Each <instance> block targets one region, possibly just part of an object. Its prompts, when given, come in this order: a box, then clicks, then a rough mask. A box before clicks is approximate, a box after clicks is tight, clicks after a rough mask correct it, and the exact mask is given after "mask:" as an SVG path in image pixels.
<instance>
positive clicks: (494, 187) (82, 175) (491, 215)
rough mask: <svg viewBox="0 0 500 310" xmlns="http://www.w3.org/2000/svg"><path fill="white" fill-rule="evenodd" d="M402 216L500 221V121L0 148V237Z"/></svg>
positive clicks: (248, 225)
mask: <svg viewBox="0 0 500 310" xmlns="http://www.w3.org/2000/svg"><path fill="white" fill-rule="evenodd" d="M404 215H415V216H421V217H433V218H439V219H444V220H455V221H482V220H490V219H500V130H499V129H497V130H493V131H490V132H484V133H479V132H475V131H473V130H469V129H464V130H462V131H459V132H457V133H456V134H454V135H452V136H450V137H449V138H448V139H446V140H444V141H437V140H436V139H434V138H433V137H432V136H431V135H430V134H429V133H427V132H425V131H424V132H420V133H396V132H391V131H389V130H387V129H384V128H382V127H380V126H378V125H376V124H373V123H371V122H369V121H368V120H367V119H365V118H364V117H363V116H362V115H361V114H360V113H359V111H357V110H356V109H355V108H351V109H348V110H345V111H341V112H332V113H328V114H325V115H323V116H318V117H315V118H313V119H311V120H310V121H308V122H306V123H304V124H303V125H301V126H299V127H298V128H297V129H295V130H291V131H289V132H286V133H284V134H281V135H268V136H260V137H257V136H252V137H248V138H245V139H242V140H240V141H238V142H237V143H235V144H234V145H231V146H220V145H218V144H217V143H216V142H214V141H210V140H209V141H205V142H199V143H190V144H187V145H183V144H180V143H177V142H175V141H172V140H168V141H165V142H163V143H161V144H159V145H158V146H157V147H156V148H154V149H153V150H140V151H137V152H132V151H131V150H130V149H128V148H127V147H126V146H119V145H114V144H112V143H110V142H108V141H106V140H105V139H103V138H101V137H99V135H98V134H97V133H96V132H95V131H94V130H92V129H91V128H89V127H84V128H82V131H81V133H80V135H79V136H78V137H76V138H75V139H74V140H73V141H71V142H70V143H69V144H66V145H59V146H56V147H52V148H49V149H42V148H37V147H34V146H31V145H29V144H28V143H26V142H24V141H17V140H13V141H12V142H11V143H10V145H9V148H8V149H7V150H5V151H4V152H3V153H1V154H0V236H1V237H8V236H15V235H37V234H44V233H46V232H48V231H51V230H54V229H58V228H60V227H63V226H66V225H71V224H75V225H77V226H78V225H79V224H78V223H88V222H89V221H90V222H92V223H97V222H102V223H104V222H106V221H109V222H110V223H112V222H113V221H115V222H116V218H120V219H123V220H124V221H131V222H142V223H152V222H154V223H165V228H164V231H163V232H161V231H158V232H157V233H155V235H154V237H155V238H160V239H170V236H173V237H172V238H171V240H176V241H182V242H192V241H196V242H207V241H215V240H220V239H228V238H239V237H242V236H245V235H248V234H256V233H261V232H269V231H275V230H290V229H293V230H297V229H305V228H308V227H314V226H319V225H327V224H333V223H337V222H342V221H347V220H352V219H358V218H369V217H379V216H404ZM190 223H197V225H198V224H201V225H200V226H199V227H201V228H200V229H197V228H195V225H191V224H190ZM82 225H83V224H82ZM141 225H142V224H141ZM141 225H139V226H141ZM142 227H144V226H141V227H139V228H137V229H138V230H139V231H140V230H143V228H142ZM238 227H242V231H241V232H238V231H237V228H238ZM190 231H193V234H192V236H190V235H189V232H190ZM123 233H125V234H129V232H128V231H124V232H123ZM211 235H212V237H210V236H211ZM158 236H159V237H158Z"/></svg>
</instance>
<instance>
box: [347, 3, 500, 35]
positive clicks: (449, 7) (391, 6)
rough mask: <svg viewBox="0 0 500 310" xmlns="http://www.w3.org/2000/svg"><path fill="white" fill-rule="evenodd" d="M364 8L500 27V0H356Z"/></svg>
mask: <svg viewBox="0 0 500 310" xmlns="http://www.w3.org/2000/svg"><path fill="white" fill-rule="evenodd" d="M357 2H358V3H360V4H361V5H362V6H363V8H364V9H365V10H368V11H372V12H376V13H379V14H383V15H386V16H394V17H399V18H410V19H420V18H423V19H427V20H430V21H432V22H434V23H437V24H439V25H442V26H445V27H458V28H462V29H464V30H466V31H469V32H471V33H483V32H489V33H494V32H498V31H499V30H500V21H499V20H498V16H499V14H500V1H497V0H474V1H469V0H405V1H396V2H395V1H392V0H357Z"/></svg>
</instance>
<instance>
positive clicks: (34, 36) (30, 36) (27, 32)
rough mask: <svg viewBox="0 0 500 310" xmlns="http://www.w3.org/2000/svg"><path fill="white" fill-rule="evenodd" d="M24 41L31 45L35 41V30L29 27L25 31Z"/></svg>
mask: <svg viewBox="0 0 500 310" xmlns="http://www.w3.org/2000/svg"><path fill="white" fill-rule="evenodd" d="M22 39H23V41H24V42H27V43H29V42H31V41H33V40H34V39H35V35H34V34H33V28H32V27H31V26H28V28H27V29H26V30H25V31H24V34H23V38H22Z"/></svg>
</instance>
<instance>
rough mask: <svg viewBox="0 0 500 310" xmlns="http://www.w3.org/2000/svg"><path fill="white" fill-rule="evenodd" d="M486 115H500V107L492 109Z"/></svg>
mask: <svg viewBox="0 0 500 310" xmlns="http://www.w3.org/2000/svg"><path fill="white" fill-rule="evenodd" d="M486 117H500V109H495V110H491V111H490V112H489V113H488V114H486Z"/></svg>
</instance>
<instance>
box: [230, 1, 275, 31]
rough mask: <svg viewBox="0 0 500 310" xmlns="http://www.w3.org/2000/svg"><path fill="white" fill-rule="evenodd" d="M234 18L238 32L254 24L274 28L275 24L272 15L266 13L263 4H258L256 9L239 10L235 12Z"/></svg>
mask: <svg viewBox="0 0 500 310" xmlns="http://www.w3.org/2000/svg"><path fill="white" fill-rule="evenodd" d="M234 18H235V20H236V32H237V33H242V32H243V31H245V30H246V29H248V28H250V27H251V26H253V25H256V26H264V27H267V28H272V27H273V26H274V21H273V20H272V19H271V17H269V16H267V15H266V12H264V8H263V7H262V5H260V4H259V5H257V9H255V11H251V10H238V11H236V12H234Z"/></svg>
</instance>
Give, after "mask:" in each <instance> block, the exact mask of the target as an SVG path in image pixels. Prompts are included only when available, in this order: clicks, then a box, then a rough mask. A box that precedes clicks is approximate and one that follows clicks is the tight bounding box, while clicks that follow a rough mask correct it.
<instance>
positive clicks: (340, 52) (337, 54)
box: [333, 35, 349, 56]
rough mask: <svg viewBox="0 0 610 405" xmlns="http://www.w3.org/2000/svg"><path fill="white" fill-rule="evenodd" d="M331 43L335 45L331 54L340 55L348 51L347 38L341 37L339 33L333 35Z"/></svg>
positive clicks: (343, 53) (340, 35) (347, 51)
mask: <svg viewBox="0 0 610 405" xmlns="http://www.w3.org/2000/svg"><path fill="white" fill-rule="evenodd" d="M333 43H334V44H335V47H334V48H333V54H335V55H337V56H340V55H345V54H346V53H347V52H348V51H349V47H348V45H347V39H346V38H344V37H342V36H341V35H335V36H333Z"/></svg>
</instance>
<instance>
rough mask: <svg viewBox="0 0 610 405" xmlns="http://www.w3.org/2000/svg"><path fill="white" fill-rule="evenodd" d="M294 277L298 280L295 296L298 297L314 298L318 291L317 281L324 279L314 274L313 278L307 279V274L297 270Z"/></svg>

● ● ● ● ● ● ●

● TASK OBJECTIVE
From the listing above, copy out each line where the word "exact" appears.

● WORKED SOLUTION
Each <instance> block targets one region, possibly just part of an object. Its prompts, when given, come in this order: a box, then clicks, then a rough mask. A box before clicks is approximate, a box after clicks is tight, clicks after a rough mask correct it, and the exact mask is given after "mask:" as an SVG path in image pixels.
Give, after "mask:" in each <instance> block, the exact mask of the target as an SVG path in image pixels. Prompts are included only when available, in this order: clicks, then a box, then a rough mask. A box that precedes clicks is approximate and one that follows clicks is the tight bounding box, while clicks that follow a rough mask correct it.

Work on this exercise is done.